[Records]
::::
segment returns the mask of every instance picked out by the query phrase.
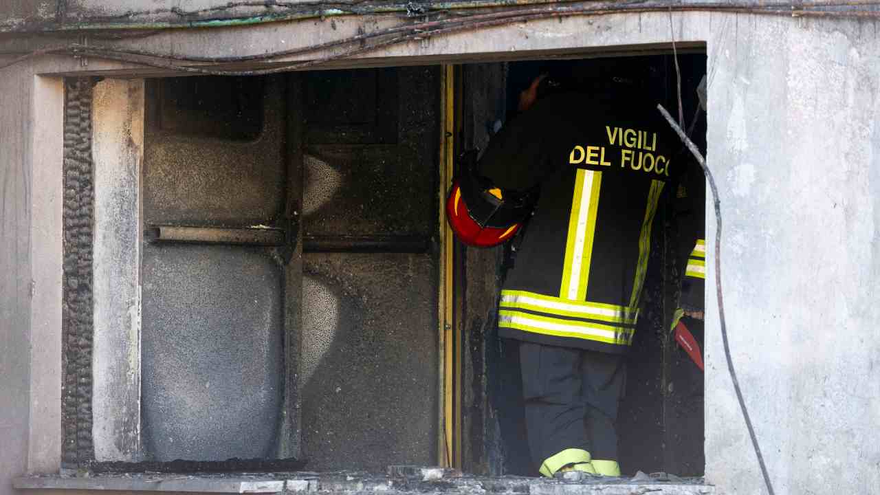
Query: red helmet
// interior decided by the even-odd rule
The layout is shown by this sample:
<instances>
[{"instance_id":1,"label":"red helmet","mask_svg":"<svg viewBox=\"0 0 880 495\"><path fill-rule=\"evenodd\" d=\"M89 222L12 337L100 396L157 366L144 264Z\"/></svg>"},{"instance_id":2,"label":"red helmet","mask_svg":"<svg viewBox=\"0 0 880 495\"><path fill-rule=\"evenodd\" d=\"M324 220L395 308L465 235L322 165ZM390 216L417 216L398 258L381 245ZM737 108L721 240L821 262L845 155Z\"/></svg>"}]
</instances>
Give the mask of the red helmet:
::::
WRITTEN EXERCISE: Convert the lines above into a numbered list, leaving out blank lines and any picture.

RESULT OF THIS EXERCISE:
1. segment returns the mask of every instance picked out by the query phrase.
2. Query: red helmet
3. // interior decided by the even-odd rule
4. The layout is shown by this sample:
5. <instances>
6. [{"instance_id":1,"label":"red helmet","mask_svg":"<svg viewBox=\"0 0 880 495\"><path fill-rule=\"evenodd\" d=\"M89 222L12 337L100 396L157 366L144 264Z\"/></svg>"},{"instance_id":2,"label":"red helmet","mask_svg":"<svg viewBox=\"0 0 880 495\"><path fill-rule=\"evenodd\" d=\"M324 220L395 308L465 235L322 165ZM390 216L417 216L398 258L381 245ZM737 108L721 240L821 262L845 155Z\"/></svg>"}]
7. </instances>
8. Give the mask of the red helmet:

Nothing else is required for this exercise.